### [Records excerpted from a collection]
—————

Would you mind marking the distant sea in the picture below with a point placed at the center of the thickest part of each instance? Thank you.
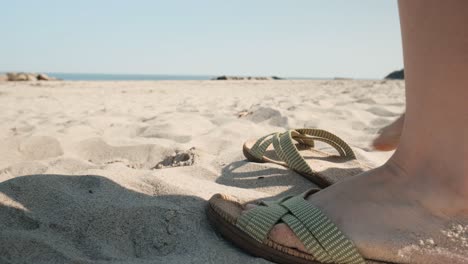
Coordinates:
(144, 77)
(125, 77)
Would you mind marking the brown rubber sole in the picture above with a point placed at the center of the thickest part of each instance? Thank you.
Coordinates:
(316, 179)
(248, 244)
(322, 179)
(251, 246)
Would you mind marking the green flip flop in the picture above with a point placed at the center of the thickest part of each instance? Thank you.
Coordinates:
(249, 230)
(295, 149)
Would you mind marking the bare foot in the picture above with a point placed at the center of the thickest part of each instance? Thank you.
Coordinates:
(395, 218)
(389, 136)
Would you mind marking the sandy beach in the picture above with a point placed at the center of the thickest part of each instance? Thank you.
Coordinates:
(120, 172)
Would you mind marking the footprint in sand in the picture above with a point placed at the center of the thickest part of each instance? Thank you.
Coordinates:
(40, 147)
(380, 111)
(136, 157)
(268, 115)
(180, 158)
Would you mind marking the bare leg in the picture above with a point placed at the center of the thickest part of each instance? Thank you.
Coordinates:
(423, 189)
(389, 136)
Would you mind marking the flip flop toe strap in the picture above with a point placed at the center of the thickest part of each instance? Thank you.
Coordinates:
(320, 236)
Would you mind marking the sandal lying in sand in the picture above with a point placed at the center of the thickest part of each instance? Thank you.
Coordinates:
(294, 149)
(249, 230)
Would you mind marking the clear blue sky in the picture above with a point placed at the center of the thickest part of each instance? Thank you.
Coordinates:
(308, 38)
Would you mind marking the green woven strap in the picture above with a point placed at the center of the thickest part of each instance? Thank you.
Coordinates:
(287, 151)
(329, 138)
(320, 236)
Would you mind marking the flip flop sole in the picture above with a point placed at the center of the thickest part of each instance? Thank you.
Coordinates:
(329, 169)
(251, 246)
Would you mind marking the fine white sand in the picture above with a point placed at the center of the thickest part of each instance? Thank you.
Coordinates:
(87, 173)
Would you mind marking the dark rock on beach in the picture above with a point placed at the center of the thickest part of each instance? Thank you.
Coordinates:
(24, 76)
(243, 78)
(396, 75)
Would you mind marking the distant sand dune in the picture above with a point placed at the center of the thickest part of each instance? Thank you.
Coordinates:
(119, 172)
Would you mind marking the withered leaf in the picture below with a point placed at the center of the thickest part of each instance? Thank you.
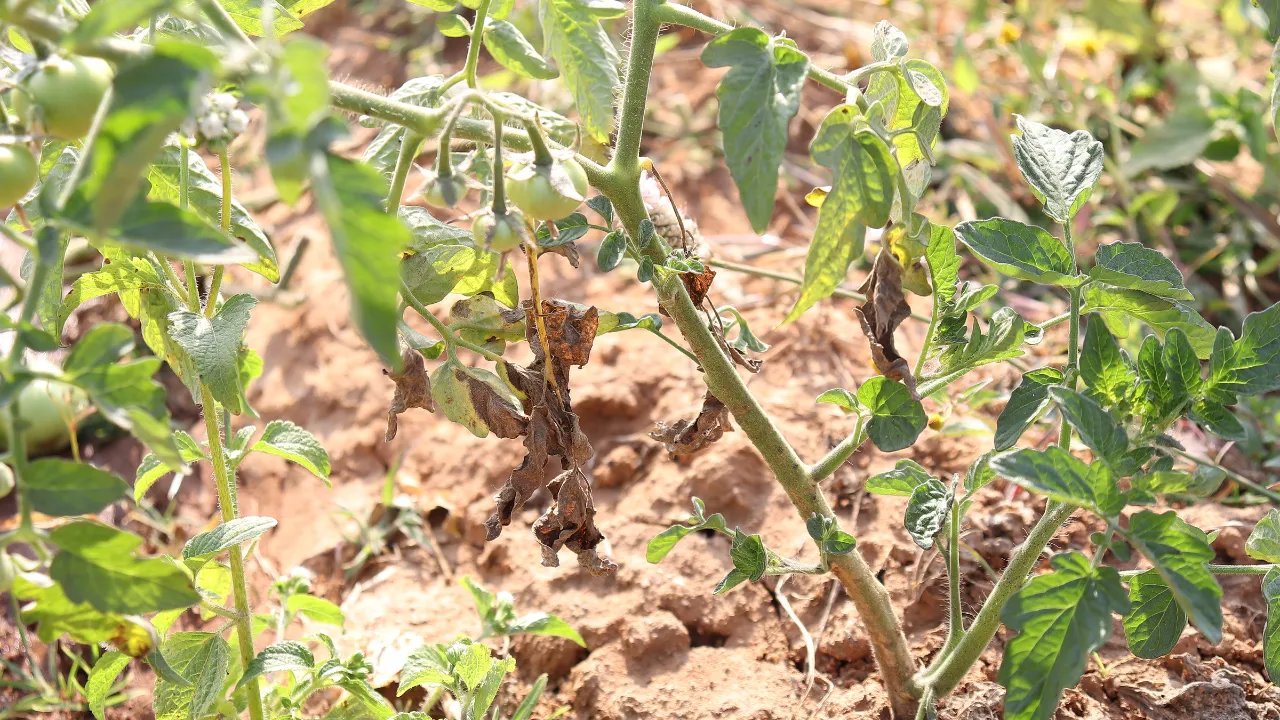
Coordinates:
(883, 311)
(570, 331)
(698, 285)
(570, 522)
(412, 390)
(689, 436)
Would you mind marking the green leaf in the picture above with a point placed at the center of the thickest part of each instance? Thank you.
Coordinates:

—————

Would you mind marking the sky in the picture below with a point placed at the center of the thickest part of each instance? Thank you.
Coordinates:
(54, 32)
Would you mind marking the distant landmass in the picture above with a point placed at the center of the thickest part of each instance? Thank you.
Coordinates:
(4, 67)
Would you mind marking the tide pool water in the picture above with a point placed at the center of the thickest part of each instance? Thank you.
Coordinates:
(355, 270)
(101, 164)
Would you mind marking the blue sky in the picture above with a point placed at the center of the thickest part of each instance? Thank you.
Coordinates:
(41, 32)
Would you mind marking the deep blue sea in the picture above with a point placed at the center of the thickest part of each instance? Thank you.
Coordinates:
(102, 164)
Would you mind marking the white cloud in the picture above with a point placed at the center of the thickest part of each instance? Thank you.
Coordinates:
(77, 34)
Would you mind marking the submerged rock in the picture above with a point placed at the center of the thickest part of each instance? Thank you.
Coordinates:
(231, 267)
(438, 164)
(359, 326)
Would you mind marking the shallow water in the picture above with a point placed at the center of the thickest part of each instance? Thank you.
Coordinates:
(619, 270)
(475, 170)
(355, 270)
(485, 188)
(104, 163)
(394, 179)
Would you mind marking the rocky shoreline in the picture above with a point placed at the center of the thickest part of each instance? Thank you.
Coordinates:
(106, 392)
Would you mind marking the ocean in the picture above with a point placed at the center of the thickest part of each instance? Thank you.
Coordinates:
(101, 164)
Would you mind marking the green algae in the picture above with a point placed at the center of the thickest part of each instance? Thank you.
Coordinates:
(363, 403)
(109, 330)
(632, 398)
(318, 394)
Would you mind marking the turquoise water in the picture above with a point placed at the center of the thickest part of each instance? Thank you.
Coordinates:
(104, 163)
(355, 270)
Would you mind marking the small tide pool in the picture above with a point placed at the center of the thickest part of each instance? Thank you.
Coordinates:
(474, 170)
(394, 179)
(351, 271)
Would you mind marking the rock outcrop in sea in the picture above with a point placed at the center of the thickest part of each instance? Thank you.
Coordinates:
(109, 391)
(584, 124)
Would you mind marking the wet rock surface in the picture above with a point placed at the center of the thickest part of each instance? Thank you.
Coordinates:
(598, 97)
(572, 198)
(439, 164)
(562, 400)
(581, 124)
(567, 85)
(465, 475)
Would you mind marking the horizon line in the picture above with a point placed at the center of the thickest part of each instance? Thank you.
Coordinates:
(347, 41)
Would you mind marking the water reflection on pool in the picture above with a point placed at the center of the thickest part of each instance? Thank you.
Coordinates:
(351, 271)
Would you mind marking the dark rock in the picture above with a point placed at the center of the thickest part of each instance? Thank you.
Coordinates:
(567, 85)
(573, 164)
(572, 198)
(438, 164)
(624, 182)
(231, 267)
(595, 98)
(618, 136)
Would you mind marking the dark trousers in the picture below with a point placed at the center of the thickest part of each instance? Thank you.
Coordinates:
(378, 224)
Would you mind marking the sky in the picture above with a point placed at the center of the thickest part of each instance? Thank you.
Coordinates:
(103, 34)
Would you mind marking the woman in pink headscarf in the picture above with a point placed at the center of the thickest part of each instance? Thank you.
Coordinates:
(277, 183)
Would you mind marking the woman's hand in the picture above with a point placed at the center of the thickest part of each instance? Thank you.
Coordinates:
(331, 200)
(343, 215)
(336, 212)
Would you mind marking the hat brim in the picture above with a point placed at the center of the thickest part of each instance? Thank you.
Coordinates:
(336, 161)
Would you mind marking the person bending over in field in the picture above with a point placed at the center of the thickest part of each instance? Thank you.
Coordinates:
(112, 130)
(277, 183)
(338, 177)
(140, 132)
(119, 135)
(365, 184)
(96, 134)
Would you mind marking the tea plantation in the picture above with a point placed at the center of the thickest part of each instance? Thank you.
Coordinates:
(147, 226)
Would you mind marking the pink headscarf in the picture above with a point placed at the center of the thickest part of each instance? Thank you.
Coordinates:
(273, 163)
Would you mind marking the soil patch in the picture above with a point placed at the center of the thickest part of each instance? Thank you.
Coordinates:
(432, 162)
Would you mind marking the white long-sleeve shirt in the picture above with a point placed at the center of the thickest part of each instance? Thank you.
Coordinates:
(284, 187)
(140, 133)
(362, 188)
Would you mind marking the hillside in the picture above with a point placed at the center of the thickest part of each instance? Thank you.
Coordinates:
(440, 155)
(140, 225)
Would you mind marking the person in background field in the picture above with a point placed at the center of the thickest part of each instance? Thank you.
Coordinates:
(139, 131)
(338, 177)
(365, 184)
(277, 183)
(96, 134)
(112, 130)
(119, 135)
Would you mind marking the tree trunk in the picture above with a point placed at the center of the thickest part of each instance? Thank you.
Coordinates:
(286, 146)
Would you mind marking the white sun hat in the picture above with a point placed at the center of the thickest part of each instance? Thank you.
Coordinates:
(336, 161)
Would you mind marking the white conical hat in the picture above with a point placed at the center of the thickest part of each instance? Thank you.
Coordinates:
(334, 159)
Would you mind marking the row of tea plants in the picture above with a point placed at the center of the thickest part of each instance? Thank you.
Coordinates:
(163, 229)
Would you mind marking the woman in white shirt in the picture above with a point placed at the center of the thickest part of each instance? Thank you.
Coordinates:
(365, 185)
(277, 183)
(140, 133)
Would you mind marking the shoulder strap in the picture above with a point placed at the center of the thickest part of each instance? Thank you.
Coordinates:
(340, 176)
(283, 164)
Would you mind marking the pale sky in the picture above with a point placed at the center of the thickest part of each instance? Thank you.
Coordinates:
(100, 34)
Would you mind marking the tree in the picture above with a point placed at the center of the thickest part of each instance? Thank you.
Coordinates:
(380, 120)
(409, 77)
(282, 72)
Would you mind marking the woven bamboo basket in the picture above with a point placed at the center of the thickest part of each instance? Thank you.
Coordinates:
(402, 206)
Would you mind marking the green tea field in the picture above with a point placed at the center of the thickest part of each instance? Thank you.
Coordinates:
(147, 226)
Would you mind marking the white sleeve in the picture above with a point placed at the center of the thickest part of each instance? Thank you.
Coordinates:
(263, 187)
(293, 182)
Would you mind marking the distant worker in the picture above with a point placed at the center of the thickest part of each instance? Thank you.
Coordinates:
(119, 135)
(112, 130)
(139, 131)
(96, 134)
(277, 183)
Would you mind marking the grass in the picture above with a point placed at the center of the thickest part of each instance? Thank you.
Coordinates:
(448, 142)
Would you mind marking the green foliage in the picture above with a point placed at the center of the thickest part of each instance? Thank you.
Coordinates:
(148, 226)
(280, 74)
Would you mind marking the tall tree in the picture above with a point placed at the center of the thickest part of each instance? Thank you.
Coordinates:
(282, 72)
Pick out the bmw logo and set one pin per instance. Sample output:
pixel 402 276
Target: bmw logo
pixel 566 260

—————

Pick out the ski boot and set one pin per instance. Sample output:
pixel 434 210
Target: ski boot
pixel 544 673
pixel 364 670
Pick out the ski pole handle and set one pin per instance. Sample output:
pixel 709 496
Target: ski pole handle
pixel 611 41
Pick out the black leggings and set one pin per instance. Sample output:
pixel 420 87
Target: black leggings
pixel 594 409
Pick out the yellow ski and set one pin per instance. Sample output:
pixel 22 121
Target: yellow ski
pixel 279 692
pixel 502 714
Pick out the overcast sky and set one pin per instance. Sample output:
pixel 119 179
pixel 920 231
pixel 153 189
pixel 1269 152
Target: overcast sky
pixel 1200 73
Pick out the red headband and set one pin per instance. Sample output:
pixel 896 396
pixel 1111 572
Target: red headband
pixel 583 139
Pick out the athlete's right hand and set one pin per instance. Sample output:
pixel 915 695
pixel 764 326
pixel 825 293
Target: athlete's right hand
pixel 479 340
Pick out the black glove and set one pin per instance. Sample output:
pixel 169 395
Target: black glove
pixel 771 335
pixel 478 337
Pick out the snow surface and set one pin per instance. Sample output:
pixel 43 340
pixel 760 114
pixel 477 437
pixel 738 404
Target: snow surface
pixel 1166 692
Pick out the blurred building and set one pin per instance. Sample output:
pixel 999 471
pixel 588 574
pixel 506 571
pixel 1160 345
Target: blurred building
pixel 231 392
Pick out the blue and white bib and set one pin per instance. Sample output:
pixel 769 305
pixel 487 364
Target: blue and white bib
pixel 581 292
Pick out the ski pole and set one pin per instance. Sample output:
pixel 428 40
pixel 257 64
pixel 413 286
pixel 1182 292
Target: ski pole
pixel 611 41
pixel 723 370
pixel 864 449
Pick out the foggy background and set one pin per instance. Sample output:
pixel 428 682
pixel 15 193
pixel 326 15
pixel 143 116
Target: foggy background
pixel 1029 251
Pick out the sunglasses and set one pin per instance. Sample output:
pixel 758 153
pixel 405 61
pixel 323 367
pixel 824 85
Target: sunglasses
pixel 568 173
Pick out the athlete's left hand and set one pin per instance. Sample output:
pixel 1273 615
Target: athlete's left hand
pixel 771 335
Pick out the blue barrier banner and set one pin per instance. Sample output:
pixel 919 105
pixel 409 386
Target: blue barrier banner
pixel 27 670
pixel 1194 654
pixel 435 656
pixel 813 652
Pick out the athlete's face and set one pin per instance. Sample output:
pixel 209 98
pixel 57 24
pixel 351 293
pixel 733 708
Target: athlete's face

—————

### [Exercise description]
Locate every line in the items above that contains the string "person", and copy each of those lines. The match is case-sensitive.

### [Exercise answer]
Would you mind marking the person bending over in field in the picture above with a point placed at the center of the thickest part of each instance? Thank you.
Would you mind marking the person in background field in the picture above with a point placed at the center of the thickest part of each instance? Thank you.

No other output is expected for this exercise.